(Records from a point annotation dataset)
— begin —
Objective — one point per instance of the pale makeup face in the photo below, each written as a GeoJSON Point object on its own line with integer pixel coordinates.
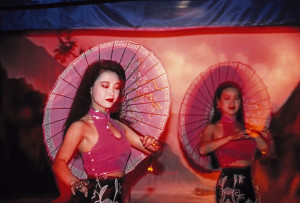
{"type": "Point", "coordinates": [230, 102]}
{"type": "Point", "coordinates": [105, 91]}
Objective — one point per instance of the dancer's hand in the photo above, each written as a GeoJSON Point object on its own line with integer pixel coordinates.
{"type": "Point", "coordinates": [150, 143]}
{"type": "Point", "coordinates": [244, 134]}
{"type": "Point", "coordinates": [80, 186]}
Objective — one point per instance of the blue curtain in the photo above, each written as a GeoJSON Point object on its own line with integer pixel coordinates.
{"type": "Point", "coordinates": [138, 15]}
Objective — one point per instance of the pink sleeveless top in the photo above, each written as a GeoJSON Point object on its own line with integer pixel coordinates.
{"type": "Point", "coordinates": [236, 150]}
{"type": "Point", "coordinates": [109, 154]}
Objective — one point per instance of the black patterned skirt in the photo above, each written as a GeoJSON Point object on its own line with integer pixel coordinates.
{"type": "Point", "coordinates": [235, 186]}
{"type": "Point", "coordinates": [102, 190]}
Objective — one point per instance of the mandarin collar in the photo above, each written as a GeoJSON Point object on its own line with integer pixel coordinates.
{"type": "Point", "coordinates": [99, 114]}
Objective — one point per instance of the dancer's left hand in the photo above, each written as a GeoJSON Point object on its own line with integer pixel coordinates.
{"type": "Point", "coordinates": [150, 143]}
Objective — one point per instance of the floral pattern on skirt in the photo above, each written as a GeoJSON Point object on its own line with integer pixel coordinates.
{"type": "Point", "coordinates": [235, 186]}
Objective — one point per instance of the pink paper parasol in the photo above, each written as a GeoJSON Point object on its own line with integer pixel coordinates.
{"type": "Point", "coordinates": [197, 106]}
{"type": "Point", "coordinates": [146, 102]}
— end —
Exercise requirements: Write out every line of the listing above with no changes, leaving out the pictures.

Complete output:
Objective — one point per instance of the pale makeup face in the photo below, each written as a GeoJSON Point object on its own line with integer pixel coordinates.
{"type": "Point", "coordinates": [230, 102]}
{"type": "Point", "coordinates": [105, 91]}
Objective — one point per instance of the dancer's hand in the photo above, each written as a GeoJSON Point object on its own line with integer pixel coordinates.
{"type": "Point", "coordinates": [150, 143]}
{"type": "Point", "coordinates": [244, 134]}
{"type": "Point", "coordinates": [80, 186]}
Objective — one point per instance of the blue curtain in the photo above, each written as a GeoJSON Point object on its own line with integer pixel coordinates.
{"type": "Point", "coordinates": [138, 15]}
Objective — one point per instance of the pink sleeveless top in the photo above, each written as a GeoJSON Point object on its own line with integer pixel coordinates.
{"type": "Point", "coordinates": [236, 150]}
{"type": "Point", "coordinates": [109, 154]}
Objective — one point per instance of the black patterned skirt in the photo above, each written as a GeoJSON Point object on its own line with integer pixel coordinates.
{"type": "Point", "coordinates": [235, 186]}
{"type": "Point", "coordinates": [102, 190]}
Objective — one point per instance of the mandarin collar in the photo above, each written as a GeoJSON Point object on its own line with integer pixel coordinates.
{"type": "Point", "coordinates": [99, 114]}
Objective — one point per instance of the dancer's left hand in the photo above, each written as a GeoJSON Point object on its own line with integer pixel coordinates.
{"type": "Point", "coordinates": [150, 143]}
Objective — one point per instance of the floral pattern on skirt in the photo above, each written as a GeoJSON Point object on its own line with integer pixel coordinates.
{"type": "Point", "coordinates": [235, 186]}
Objective — one point per instance of the pink paper parasol in the photo above, each written as a GeoJSON Point object on its own line with integer pixel coordinates.
{"type": "Point", "coordinates": [197, 106]}
{"type": "Point", "coordinates": [146, 102]}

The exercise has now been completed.